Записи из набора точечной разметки
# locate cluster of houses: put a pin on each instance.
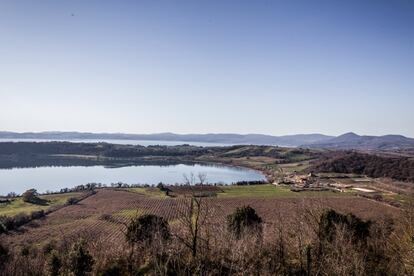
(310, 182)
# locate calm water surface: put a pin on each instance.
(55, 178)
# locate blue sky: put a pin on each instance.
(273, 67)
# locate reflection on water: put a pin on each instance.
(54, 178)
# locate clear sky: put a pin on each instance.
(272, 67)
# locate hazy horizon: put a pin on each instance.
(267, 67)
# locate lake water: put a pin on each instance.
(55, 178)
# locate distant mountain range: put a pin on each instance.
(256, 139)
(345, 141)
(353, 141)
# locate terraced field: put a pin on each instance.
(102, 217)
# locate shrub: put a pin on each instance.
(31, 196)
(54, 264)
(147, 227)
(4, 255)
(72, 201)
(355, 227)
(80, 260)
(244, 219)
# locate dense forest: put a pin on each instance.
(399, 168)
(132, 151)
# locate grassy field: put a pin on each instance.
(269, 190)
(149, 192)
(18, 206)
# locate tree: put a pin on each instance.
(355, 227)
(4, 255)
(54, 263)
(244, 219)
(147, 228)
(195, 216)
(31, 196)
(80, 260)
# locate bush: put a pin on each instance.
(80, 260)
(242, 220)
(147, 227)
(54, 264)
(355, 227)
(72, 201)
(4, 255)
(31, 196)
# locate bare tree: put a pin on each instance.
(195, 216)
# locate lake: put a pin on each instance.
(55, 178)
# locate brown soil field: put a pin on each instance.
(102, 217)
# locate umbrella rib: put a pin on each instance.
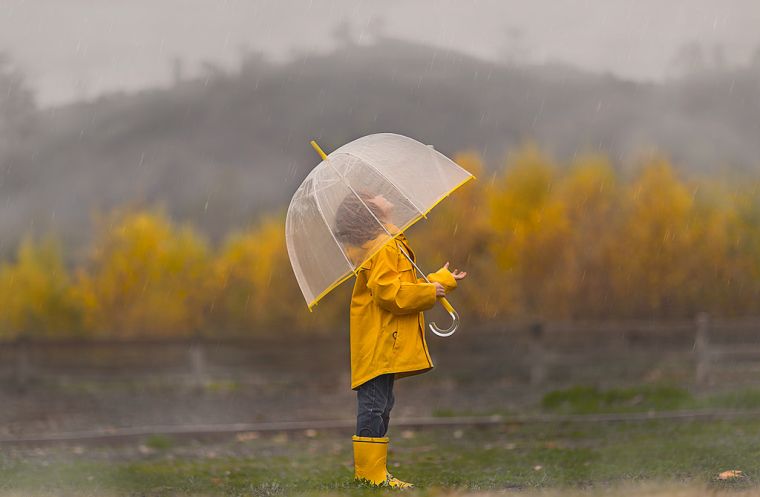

--

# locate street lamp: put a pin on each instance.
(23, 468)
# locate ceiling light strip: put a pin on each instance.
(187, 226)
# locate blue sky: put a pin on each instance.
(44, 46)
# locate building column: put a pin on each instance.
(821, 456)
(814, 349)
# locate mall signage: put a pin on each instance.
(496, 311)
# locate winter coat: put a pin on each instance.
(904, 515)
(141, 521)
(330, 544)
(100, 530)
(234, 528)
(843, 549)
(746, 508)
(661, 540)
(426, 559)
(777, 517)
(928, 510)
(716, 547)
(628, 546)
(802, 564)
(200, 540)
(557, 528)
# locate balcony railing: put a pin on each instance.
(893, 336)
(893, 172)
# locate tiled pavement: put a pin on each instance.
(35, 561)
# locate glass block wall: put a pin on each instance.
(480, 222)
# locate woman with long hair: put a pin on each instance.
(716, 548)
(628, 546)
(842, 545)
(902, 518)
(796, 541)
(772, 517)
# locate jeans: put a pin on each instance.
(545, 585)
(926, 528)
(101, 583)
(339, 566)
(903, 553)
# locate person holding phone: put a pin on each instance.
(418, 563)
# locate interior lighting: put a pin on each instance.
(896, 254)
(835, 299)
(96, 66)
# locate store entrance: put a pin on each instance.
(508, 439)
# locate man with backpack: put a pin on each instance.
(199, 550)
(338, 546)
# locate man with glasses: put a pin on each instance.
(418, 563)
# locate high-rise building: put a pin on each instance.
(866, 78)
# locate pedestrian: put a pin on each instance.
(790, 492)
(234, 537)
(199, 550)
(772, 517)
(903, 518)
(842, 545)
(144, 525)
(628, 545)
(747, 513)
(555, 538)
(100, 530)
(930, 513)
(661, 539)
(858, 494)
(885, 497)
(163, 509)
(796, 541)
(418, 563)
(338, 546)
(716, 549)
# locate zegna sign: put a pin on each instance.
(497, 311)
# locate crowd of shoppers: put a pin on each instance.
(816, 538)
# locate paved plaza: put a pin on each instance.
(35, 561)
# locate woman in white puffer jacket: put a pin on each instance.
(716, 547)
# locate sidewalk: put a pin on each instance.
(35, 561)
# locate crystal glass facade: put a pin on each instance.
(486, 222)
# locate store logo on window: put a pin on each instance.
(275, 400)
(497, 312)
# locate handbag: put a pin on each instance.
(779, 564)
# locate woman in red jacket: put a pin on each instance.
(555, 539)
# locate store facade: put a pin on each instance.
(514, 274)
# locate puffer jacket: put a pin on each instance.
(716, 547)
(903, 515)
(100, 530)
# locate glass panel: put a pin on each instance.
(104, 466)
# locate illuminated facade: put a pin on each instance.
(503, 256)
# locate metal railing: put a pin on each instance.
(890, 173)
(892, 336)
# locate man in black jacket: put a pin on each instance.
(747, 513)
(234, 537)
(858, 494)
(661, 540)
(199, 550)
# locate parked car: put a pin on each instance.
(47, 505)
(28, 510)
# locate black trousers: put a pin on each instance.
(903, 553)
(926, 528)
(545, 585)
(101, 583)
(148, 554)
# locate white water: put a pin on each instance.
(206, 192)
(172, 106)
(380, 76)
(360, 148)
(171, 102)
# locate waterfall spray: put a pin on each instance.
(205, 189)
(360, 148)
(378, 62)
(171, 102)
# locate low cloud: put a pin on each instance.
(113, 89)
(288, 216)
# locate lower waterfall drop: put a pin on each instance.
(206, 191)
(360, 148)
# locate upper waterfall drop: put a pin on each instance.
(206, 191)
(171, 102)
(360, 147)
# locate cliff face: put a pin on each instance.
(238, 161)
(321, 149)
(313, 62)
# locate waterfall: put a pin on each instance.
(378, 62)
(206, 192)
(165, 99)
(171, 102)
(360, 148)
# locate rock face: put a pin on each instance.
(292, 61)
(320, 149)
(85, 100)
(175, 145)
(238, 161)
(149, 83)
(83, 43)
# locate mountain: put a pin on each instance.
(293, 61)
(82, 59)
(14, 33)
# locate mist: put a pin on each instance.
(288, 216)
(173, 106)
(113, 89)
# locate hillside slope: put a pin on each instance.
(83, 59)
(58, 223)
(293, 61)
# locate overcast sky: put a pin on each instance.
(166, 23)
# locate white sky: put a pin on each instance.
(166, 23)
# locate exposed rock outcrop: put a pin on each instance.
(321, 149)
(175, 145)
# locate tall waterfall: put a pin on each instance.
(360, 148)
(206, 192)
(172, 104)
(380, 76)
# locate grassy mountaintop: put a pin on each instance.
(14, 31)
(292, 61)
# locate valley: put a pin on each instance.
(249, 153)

==

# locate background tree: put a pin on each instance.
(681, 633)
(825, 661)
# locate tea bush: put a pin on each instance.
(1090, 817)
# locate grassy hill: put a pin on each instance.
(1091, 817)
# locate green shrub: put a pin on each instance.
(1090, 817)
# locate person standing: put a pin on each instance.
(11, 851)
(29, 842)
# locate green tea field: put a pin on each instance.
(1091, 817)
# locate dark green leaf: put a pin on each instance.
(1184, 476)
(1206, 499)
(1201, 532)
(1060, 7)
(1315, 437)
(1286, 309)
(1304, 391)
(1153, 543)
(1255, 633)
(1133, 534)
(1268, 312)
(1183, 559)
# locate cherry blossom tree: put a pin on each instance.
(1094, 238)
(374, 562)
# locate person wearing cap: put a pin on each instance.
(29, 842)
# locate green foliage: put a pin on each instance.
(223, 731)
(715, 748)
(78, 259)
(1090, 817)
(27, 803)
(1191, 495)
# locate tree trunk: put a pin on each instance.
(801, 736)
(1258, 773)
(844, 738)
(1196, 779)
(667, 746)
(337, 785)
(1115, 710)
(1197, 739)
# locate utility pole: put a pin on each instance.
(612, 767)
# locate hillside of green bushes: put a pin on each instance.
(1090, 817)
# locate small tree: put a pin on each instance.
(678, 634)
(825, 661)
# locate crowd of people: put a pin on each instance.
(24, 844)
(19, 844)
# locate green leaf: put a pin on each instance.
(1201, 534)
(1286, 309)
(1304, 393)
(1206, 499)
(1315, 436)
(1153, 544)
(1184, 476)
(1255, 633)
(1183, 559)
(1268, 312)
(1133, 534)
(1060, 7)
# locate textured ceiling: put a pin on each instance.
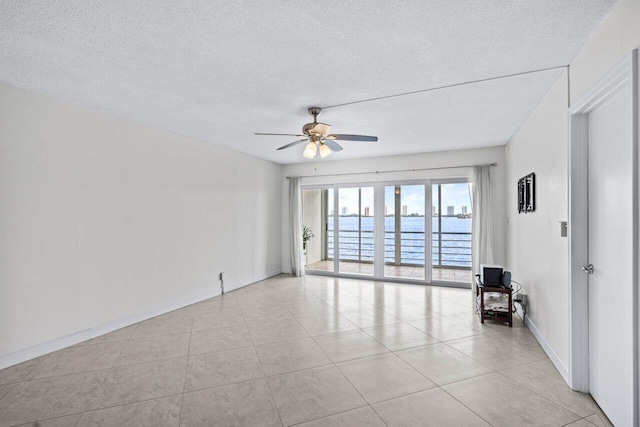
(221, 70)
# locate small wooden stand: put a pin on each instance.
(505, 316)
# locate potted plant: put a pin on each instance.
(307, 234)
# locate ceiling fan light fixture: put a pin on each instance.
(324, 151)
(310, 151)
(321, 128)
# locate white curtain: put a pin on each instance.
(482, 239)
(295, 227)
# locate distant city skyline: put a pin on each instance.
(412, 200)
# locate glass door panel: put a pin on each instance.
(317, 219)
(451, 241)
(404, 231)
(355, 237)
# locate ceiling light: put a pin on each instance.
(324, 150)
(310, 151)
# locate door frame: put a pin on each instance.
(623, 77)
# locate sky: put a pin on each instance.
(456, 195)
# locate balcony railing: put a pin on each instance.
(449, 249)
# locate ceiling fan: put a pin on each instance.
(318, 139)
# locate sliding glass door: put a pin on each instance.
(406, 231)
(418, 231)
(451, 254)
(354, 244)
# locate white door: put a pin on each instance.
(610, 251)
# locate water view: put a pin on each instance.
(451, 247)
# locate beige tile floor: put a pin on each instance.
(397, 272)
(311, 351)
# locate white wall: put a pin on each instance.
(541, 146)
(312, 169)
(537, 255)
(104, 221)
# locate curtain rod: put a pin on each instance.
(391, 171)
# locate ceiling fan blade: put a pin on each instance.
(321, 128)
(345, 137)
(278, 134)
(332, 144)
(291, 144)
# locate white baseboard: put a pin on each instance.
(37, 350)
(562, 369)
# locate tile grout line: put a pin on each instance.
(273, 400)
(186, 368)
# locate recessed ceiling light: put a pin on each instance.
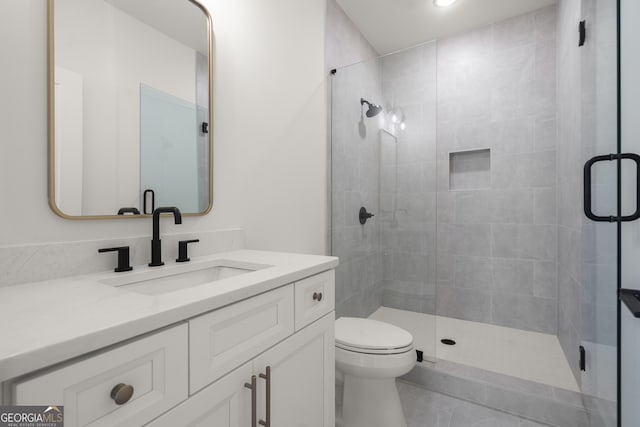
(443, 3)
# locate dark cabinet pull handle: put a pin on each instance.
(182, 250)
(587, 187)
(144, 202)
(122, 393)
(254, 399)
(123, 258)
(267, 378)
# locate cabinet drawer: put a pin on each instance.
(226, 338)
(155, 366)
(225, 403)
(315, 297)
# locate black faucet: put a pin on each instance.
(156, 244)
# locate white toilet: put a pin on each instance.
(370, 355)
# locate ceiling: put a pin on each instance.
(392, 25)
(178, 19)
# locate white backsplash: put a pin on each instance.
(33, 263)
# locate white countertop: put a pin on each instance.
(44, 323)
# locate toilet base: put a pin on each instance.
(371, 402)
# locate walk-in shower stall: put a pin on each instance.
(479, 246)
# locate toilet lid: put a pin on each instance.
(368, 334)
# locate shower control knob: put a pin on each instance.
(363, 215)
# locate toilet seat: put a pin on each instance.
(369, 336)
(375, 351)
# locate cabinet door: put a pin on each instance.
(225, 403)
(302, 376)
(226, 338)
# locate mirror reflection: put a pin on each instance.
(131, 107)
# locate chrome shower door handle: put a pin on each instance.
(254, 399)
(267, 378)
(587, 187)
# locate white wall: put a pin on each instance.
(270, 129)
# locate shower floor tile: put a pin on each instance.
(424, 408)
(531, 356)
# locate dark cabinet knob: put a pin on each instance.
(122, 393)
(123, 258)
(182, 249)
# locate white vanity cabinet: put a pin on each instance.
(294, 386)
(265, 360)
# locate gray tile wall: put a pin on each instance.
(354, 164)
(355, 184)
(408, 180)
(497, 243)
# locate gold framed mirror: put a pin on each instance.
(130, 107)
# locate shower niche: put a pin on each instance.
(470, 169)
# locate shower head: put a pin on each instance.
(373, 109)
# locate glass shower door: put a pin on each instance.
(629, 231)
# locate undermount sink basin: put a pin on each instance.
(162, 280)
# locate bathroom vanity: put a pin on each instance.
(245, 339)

• [Цель задания]
Оформите нумерованным списком отрезок листинга от строки, где есть «# locate lake: put a pin on each instance.», до строки, где есть «# locate umbrella», включая обе. Пустые строки пропустите.

• [Разбор решения]
1. # locate lake: put a pin on each instance.
2. (55, 178)
3. # locate brown soil field: put a pin on each instance.
4. (102, 217)
5. # locate umbrella rib: put a pin on each instance.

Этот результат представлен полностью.